▶ [Supplied records]

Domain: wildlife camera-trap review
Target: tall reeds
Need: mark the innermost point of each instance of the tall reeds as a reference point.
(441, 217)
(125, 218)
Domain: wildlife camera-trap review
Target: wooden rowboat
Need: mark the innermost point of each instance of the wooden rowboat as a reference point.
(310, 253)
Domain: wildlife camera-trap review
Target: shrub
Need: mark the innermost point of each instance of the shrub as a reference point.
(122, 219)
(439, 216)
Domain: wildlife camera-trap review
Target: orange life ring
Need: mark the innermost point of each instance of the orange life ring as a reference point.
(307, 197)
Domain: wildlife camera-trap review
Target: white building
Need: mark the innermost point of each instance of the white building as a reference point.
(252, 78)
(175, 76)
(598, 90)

▶ [Exercise]
Reproduce every record above exactly as it appears.

▶ [Problem solution]
Domain: wildlife camera-trap review
Target: tall reeds
Need: mark the innermost point of each instance of the tall reeds as a reference point.
(441, 217)
(125, 218)
Domain: wildlife camera-trap review
Target: wooden rowboat
Need: mark the innermost point of each instance of the wooden rowboat as a reference point.
(310, 253)
Domain: wildlife camera-trap review
Target: shrub
Need: mark the innermost point of each instance of the shrub as a reference point.
(122, 219)
(439, 216)
Domain: wildlife camera-trap review
Target: orange life ring
Need: mark the innermost point of each instance of the orange life ring as a reference point.
(307, 197)
Domain: wildlife camera-trap review
Target: white building
Need: mark the innermost point of each instance of the white building as a reference point.
(252, 78)
(175, 76)
(598, 90)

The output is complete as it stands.